작업 지시:
아래 항목 가운데 "sedan"라는 문자열이 들어간 줄을 빠짐없이 모아 옮겨 적으세요. 대소문자는 구분합니다.

제공 자료:
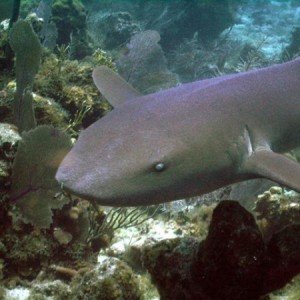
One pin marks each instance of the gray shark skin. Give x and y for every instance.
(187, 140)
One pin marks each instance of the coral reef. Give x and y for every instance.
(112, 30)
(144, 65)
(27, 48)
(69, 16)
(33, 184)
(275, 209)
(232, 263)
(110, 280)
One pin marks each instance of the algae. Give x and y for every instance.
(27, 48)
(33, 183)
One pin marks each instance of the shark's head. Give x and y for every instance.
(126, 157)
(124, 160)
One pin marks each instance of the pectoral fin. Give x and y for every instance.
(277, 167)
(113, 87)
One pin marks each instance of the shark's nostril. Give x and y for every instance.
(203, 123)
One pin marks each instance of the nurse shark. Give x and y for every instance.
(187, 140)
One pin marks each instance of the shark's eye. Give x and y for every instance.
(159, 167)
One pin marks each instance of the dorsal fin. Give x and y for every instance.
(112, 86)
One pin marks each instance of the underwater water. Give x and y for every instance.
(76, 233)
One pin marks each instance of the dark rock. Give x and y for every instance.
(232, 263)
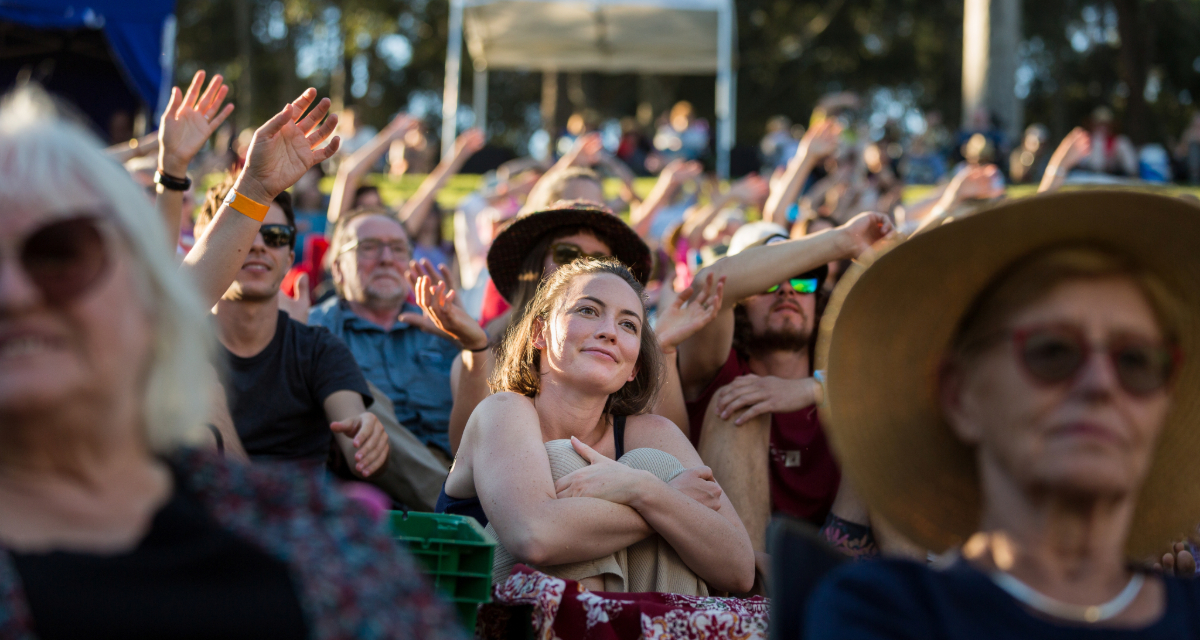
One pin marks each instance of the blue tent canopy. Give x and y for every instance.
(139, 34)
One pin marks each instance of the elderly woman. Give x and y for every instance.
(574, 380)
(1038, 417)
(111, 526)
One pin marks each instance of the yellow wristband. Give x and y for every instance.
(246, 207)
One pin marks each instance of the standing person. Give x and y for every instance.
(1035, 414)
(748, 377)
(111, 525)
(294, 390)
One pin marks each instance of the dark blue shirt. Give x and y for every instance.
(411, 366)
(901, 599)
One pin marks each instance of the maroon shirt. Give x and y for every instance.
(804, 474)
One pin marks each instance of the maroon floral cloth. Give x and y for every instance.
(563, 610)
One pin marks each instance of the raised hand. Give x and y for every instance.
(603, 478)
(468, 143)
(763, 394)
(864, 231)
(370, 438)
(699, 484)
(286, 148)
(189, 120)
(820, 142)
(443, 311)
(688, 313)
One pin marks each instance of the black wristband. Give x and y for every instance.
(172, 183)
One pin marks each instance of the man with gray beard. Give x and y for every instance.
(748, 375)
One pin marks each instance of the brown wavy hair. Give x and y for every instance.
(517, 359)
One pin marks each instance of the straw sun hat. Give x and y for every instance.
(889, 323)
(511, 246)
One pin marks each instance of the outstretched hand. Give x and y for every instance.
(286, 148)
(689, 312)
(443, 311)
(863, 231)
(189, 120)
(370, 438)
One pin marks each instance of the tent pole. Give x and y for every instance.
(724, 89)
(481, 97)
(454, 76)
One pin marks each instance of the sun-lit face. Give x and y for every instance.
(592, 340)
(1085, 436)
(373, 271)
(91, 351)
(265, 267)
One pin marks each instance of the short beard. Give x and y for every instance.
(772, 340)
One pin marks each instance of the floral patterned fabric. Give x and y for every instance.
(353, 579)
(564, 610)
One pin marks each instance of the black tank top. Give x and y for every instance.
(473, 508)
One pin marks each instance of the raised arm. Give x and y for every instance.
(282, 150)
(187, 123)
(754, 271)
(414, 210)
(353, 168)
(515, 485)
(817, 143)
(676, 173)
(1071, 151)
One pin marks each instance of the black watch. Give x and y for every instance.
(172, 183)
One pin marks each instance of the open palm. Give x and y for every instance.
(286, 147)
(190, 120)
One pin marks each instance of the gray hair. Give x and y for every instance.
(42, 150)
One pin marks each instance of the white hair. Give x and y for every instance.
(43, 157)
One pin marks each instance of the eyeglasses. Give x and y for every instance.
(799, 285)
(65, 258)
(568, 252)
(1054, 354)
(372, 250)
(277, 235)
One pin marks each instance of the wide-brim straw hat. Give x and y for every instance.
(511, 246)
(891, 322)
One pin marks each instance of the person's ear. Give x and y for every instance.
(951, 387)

---

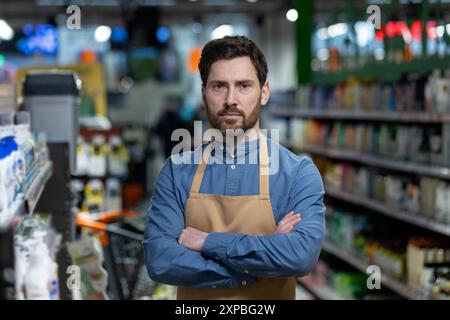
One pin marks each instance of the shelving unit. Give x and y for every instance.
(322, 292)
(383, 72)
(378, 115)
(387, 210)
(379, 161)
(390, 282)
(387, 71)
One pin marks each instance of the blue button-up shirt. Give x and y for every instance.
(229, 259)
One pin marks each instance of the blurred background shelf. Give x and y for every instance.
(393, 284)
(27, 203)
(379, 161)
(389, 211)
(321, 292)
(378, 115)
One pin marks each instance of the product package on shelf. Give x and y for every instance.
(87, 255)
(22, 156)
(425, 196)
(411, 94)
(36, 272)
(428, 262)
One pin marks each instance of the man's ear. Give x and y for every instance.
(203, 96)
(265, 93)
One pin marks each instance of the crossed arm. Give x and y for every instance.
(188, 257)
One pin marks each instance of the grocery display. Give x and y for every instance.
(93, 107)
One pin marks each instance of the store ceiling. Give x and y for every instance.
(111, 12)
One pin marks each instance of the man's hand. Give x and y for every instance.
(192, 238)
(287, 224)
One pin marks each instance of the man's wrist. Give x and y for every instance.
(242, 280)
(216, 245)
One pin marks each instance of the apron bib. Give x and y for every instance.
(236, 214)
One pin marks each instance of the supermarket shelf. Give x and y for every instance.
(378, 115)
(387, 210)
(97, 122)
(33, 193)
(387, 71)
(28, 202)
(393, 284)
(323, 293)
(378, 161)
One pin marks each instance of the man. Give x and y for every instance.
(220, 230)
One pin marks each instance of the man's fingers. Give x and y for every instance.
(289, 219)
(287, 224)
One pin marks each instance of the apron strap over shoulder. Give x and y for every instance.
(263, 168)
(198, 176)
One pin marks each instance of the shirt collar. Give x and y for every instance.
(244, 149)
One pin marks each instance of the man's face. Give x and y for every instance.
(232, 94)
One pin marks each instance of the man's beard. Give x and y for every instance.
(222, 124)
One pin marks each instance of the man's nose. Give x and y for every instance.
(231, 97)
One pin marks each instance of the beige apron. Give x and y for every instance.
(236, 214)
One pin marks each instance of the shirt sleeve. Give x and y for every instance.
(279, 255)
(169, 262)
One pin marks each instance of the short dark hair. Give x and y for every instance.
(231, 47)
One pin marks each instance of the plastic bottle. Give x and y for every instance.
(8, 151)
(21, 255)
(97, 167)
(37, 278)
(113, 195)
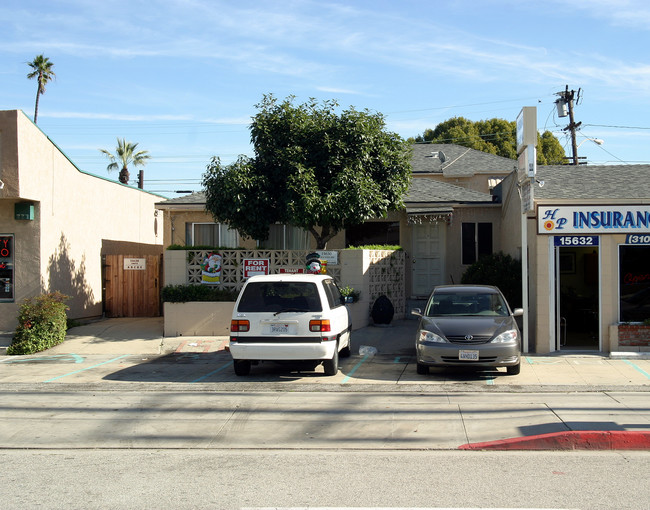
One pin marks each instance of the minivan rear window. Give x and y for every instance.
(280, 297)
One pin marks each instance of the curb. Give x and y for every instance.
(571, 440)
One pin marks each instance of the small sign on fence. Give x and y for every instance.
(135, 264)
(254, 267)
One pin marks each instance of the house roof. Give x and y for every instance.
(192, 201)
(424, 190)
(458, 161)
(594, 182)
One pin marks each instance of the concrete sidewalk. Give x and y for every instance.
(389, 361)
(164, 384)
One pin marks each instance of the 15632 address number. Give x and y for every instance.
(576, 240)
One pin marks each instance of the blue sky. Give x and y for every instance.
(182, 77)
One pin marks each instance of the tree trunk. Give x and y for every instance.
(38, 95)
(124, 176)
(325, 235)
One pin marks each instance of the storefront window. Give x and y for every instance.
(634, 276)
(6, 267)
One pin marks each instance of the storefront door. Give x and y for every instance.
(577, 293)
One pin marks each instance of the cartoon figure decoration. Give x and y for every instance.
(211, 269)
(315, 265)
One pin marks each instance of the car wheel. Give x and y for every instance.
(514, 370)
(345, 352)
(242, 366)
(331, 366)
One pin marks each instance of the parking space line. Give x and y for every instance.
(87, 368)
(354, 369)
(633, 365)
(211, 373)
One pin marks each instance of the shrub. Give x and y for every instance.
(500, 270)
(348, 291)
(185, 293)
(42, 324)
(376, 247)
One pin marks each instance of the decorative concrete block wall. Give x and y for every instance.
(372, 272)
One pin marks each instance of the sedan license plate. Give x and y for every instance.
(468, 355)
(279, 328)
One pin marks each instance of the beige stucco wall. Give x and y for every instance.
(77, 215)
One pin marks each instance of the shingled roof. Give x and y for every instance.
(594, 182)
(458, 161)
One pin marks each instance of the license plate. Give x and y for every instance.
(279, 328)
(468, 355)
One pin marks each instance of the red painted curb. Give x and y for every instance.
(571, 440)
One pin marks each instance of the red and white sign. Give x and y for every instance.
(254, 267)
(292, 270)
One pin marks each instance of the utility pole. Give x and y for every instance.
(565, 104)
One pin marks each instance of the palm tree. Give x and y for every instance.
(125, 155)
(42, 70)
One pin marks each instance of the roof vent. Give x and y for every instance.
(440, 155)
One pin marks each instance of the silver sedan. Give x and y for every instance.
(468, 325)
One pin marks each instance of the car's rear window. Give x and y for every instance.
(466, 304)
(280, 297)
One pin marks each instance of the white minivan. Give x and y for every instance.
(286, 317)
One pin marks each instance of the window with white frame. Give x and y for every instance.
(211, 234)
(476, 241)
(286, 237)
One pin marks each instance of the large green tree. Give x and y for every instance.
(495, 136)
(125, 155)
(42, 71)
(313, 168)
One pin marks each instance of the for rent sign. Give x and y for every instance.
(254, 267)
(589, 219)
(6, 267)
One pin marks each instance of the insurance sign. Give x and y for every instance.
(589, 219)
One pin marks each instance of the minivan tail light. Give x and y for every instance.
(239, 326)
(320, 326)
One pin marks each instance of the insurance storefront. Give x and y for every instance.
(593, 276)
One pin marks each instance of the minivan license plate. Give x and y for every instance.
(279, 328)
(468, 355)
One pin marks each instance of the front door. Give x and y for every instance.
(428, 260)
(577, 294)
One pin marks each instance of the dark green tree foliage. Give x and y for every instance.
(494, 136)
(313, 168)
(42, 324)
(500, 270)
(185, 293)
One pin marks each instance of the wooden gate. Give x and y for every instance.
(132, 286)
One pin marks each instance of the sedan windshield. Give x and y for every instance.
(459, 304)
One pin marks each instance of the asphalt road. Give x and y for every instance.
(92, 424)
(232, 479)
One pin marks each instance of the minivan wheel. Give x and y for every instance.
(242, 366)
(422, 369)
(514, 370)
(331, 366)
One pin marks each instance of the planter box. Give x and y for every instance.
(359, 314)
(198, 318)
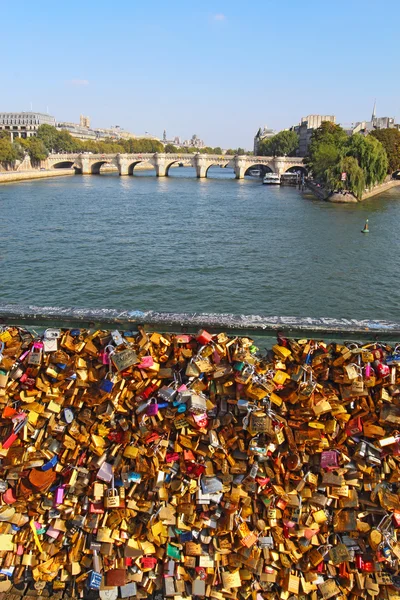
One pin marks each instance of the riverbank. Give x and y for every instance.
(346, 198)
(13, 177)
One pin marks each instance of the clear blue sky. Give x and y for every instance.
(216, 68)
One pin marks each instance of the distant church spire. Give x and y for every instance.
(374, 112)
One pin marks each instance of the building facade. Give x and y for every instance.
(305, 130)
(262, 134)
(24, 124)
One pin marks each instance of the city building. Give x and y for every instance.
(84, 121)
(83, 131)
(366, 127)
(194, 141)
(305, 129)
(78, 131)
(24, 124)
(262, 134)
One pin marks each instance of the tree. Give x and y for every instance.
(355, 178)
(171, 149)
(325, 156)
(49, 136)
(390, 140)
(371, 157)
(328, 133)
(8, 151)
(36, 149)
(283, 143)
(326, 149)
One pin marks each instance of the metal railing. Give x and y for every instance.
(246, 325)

아래 답변:
One pin marks each instance of the sedan license plate. Give x and y for every instance.
One pin marks each instance of the silver sedan. Give x and y for every instance.
One pin marks each instance of the sedan windshield. Give x and y for every instance.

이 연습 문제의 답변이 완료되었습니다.